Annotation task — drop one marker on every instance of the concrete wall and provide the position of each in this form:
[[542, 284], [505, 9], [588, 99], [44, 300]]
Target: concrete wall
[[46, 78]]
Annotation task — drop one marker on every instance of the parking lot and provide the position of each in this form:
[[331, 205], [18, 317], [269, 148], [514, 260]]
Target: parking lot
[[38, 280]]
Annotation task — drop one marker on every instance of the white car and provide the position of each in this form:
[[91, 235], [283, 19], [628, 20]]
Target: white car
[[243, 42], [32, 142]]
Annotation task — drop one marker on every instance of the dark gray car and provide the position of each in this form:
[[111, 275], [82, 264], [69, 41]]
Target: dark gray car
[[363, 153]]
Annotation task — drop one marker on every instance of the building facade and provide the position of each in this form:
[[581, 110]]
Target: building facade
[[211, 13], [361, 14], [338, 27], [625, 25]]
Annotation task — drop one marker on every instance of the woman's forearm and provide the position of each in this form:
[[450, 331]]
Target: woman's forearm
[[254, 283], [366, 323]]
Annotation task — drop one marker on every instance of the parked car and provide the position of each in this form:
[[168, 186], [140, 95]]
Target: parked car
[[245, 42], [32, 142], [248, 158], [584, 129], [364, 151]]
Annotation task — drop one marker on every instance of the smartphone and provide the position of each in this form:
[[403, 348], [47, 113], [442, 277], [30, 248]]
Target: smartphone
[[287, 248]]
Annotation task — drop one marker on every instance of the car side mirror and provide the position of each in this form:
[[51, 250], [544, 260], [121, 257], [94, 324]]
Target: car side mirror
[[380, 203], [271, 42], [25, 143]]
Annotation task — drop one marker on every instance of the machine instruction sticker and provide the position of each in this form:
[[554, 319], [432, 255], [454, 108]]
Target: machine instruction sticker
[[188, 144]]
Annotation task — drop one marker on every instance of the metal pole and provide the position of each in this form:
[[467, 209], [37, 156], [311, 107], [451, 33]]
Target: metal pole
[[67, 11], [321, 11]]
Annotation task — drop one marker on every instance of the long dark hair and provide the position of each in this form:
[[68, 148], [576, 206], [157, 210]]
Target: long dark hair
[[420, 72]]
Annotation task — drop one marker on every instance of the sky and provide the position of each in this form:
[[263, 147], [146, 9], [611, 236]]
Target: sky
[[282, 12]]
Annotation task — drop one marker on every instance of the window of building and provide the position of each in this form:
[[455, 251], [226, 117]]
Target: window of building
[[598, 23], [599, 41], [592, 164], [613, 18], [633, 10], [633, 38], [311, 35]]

[TO BE DONE] Put every line of the records above into a Markdown table with two columns, Row and Line. Number the rows in order and leave out blank lines.

[RESULT FOR THIS EXERCISE]
| Row | Line |
|---|---|
| 1 | Annotation task — drop one marker on every instance of the concrete wall and provide the position of each in this form: |
| 2 | [[542, 284], [505, 9], [588, 99], [44, 300]] |
| 3 | Target: concrete wall |
| 4 | [[46, 78]] |
| 5 | Annotation task — drop one marker on every instance of the parking lot and provide the position of each in this form: |
| 6 | [[331, 205], [18, 317], [269, 148], [514, 260]] |
| 7 | Target: parking lot |
| 8 | [[38, 280]] |
| 9 | Annotation task — drop one marker on every instance of the white car and provide the position of each in this form: |
| 10 | [[91, 235], [283, 19], [628, 20]] |
| 11 | Target: white car |
| 12 | [[243, 42], [32, 142]] |
| 13 | Annotation task — drop one marker on every instance of the dark gray car and provide the position of each in this form: |
| 14 | [[111, 275], [82, 264], [69, 41]] |
| 15 | Target: dark gray car |
| 16 | [[363, 153]] |
| 17 | Annotation task — drop one marker on every instance of the building facade and provide the position of each in this form: |
| 18 | [[581, 110]] |
| 19 | Target: building facade |
| 20 | [[211, 13], [361, 14], [338, 27], [625, 25]] |
| 21 | Annotation task — drop one marker on every instance of the woman's forearm and provide the position of each in this form: |
| 22 | [[450, 331]] |
| 23 | Target: woman's forearm |
| 24 | [[254, 283], [366, 323]] |
| 25 | Annotation task — drop one marker on every instance of the parked car and provide the position of each in this form: |
| 26 | [[168, 186], [140, 95]] |
| 27 | Target: parked car |
| 28 | [[245, 42], [32, 142], [248, 158], [584, 129], [364, 151]] |
| 29 | Annotation task — drop one marker on every instance of the smartphone and provide the position of each in this form: |
| 30 | [[403, 348], [47, 113], [442, 277], [30, 248]] |
| 31 | Target: smartphone |
| 32 | [[287, 248]] |
| 33 | Annotation task — drop one marker on every instance of the car side mirror and provide the position of each in this form: |
| 34 | [[51, 250], [544, 260], [121, 257], [94, 324]] |
| 35 | Target: car side mirror |
| 36 | [[380, 203], [271, 42], [25, 143]] |
| 37 | Annotation task — drop one marker on every instance of the machine instruction sticker and provide the position of each in this form: |
| 38 | [[554, 319], [432, 255], [454, 108]] |
| 39 | Target: machine instruction sticker |
| 40 | [[188, 144]] |
| 41 | Annotation task — drop one marker on every instance of the metal pole and provide the position of each in this form: |
| 42 | [[467, 209], [37, 156], [311, 107], [451, 33]] |
| 43 | Target: metal pole |
| 44 | [[67, 11], [321, 11]] |
| 45 | Annotation task — drop one marker on every instance of the long dark hair and provide the position of each in this form: |
| 46 | [[68, 148], [576, 206], [157, 210]] |
| 47 | Target: long dark hair |
| 48 | [[420, 72]] |
| 49 | Annotation task — drop one marker on every instance of the sky and provide the position of each in this form: |
| 50 | [[263, 147], [146, 9], [611, 236]] |
| 51 | Target: sky |
| 52 | [[282, 12]] |
| 53 | Annotation task — drop one marker on every instance of the window of building and provide the position of each in this form: |
| 54 | [[455, 251], [226, 117]] |
| 55 | Target: window of building |
| 56 | [[598, 23], [599, 41], [592, 164], [613, 18], [633, 10], [633, 38], [311, 35]] |